* _Work instruction_
The answer should contain all of the data, retyped without any alteration.

● ● ● ●

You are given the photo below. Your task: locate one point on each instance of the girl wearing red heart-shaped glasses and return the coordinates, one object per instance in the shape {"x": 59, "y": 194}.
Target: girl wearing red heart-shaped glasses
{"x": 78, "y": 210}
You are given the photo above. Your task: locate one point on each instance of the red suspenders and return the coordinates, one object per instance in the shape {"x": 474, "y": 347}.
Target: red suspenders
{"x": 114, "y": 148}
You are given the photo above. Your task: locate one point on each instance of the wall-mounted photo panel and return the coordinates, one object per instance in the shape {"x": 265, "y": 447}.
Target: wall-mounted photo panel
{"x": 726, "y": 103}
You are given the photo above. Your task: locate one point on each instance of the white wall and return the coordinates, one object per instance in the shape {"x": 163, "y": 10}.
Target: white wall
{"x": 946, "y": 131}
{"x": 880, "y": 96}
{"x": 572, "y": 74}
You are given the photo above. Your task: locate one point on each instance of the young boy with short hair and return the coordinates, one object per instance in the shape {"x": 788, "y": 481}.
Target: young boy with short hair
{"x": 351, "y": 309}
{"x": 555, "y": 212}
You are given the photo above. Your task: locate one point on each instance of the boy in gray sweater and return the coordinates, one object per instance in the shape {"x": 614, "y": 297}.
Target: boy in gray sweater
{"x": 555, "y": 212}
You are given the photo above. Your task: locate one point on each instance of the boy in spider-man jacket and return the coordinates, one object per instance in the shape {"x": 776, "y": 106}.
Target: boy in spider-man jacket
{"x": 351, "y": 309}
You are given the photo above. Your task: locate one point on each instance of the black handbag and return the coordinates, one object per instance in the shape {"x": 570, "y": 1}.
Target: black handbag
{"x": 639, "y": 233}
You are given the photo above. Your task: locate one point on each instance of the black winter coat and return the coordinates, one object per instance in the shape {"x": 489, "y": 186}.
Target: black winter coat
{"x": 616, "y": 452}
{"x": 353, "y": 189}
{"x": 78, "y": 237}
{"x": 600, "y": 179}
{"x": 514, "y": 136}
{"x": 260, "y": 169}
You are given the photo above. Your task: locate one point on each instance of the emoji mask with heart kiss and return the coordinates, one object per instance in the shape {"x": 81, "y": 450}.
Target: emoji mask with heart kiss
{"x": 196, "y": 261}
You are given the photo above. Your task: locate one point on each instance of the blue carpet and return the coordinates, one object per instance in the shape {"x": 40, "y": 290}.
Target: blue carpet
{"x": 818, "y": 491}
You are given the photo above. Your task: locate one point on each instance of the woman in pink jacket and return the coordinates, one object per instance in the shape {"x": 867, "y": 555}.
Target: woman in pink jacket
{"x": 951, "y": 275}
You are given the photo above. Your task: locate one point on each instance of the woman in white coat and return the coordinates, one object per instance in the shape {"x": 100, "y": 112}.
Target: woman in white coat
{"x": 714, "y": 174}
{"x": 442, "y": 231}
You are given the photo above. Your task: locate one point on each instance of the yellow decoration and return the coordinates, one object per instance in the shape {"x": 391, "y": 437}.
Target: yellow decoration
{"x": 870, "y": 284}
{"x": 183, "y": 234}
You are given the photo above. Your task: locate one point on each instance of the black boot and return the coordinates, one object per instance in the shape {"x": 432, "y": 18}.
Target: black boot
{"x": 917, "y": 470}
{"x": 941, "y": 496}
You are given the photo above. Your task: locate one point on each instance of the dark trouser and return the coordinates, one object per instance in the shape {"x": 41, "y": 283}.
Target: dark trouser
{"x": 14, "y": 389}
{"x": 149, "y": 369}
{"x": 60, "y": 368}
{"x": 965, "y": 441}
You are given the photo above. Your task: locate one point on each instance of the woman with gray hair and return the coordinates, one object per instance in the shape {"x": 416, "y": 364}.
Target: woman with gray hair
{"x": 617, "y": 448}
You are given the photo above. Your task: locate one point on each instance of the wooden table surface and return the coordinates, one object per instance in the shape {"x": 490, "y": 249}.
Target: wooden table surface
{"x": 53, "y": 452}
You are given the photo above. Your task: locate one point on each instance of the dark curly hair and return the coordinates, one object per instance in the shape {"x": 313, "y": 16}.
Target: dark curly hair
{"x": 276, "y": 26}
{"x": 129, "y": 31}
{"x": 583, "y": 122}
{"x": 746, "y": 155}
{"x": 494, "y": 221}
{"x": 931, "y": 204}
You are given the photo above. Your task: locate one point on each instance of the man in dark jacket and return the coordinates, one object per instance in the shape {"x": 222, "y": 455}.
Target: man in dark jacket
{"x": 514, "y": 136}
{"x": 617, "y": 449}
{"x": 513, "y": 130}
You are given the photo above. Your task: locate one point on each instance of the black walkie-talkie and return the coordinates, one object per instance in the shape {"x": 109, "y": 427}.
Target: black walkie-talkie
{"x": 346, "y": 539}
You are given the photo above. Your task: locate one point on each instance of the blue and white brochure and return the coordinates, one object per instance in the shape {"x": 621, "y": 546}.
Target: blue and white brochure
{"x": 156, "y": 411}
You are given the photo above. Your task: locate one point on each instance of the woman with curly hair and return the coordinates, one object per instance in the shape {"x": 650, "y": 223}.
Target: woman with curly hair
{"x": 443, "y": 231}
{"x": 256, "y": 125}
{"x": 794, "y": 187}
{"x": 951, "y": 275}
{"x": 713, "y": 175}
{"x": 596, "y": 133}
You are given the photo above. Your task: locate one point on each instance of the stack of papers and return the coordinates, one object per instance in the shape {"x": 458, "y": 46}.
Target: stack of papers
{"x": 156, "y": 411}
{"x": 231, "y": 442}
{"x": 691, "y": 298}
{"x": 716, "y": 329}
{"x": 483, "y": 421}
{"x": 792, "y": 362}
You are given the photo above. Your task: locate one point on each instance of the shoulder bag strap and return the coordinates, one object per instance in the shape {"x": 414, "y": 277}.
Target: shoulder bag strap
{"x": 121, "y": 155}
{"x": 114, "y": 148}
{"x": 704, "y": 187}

● ● ● ●

* _Response to the exercise_
You are given the photo below. Your task: locate one point on each instance of the girl wearing red heart-shaped glasses and return the coordinates, one object per instance in the shape {"x": 59, "y": 194}.
Target: girl wearing red heart-shaped glasses
{"x": 78, "y": 210}
You are given the photo above. Your task: locate one point on each instance of the red suspenders and return the coordinates, one object per instance in the shape {"x": 474, "y": 347}.
Target: red suspenders
{"x": 114, "y": 148}
You are given the photo above. Your task: locate one point on each instance of the wall-mounted photo panel and return the coordinates, one object per instance in the shape {"x": 265, "y": 447}.
Target: wall-mounted photo panel
{"x": 726, "y": 103}
You are given the photo above. Your task: locate one point on each instance of the white wall and return the coordinates, one object per instance in the shape {"x": 163, "y": 10}.
Target: white wall
{"x": 946, "y": 131}
{"x": 880, "y": 96}
{"x": 572, "y": 74}
You are given the photo above. Your task: locate one point on each instance of the young boy with short hair and return the coordinates, one object per instance in the shape {"x": 788, "y": 481}.
Target: young boy with short hair
{"x": 351, "y": 309}
{"x": 555, "y": 212}
You are given the photo above. Your task: locate one point on each instance of the boy in gray sweater and return the coordinates, one object per instance in the shape {"x": 614, "y": 297}.
Target: boy in gray sweater
{"x": 555, "y": 212}
You are given the photo above. Your task: locate one point on each instance of the boy in spider-man jacket and return the coordinates, one object per instance in the shape {"x": 776, "y": 106}.
Target: boy in spider-man jacket
{"x": 351, "y": 309}
You are given the photo above. Your task: locate one point on each instance of the black handbag and return the coordinates, one object per instance in the shape {"x": 570, "y": 1}.
Target: black handbag
{"x": 639, "y": 233}
You are given the photo above. Your task: locate one point on each instance of the black winter coat and return the coordinates, one object per instance in the shape {"x": 489, "y": 186}.
Target: black winter coat
{"x": 616, "y": 452}
{"x": 353, "y": 189}
{"x": 78, "y": 237}
{"x": 600, "y": 179}
{"x": 514, "y": 136}
{"x": 260, "y": 169}
You are given the photo above. Your task: locate one point on each instance of the emoji mask with heart kiss and return the coordinates, one object per instance in the shape {"x": 81, "y": 450}.
Target: emoji mask with heart kiss
{"x": 196, "y": 261}
You are given the photo above. Your task: locate one point on each instance of the blue carpet and return the coordinates, one object per instance in the shape {"x": 40, "y": 290}.
Target: blue carpet
{"x": 818, "y": 491}
You are given the photo above. Your task: locate one point on each instance of the woman in pink jacket and return the coordinates, one object per instance in the shape {"x": 867, "y": 555}.
Target: woman in pink jacket
{"x": 951, "y": 275}
You are given the photo above. Your task: locate one point on each instance of the woman in white coat and return the coordinates, one object per instance in the shape {"x": 100, "y": 112}.
Target: woman in white coat
{"x": 714, "y": 174}
{"x": 442, "y": 231}
You are given the photo above. Your task: locate one point on each instance of the yellow decoration and return the coordinates, one object per instance in the shape {"x": 391, "y": 437}.
Target: yellow decoration
{"x": 870, "y": 284}
{"x": 183, "y": 234}
You are given the photo above. Your task: locate one point on each instance of the black boot and return the coordinates, one object per instance in the shape {"x": 432, "y": 18}.
Target: black boot
{"x": 917, "y": 470}
{"x": 941, "y": 496}
You are given the photo above. Your task: locate one point on each instance of the dark trouser and return the coordinates, one object per instance in the shape {"x": 41, "y": 283}.
Target: dark trouser
{"x": 14, "y": 389}
{"x": 149, "y": 369}
{"x": 60, "y": 368}
{"x": 965, "y": 441}
You are given the photo above. Your task: locate one point on each instance of the woman with gray hair and return the coordinates, one object per instance in the shape {"x": 416, "y": 364}.
Target: woman with gray hair
{"x": 617, "y": 448}
You are given the photo above. Your task: locate one point on each instance of the wooden table surface and return the coordinates, one object per instance in the shape {"x": 490, "y": 249}.
Target: wooden table surface
{"x": 53, "y": 452}
You are given the photo above. Your task: locate one point on each instance of the dark curly hair and return the coordinates, one object per instance in the shape {"x": 313, "y": 16}.
Target: dark curly hair
{"x": 276, "y": 26}
{"x": 129, "y": 31}
{"x": 583, "y": 122}
{"x": 746, "y": 155}
{"x": 494, "y": 221}
{"x": 931, "y": 204}
You are given the photo above. Your task: locate one point on each instance of the man in dark jacket and return the coordinates, one object per instance in the shape {"x": 222, "y": 455}.
Target: man in dark jacket
{"x": 514, "y": 136}
{"x": 617, "y": 449}
{"x": 513, "y": 130}
You are given the photo above. Your task: locate one point on each instance of the black walkie-talkie and return the coordinates, one object per instance in the shape {"x": 109, "y": 427}.
Target: black walkie-talkie
{"x": 346, "y": 539}
You are given the photo above. Your task: locate one point on each instance of the blue and white brochure and return the coordinates, one object per instance in the shape {"x": 621, "y": 546}.
Target: blue and white brochure
{"x": 156, "y": 411}
You are given the photo above. Your task: locate one point on each instance of the woman with curly hair and return the coordinates, one object per instance in the shape {"x": 650, "y": 223}.
Target: woman with curly hair
{"x": 443, "y": 231}
{"x": 256, "y": 125}
{"x": 794, "y": 187}
{"x": 951, "y": 275}
{"x": 713, "y": 175}
{"x": 596, "y": 133}
You are given the photo above. Your task: locate one point on each instance of the stack of papers and return the coordinates, one object per instance in the shape {"x": 458, "y": 46}.
Target: stack of papers
{"x": 156, "y": 411}
{"x": 231, "y": 442}
{"x": 691, "y": 298}
{"x": 716, "y": 329}
{"x": 483, "y": 421}
{"x": 792, "y": 362}
You are given the photo above. Your task: locate one point on each instance of the shoulder bag strap and return the coordinates, one object per instance in the shape {"x": 414, "y": 277}.
Target: shoulder bag strap
{"x": 121, "y": 155}
{"x": 114, "y": 148}
{"x": 704, "y": 187}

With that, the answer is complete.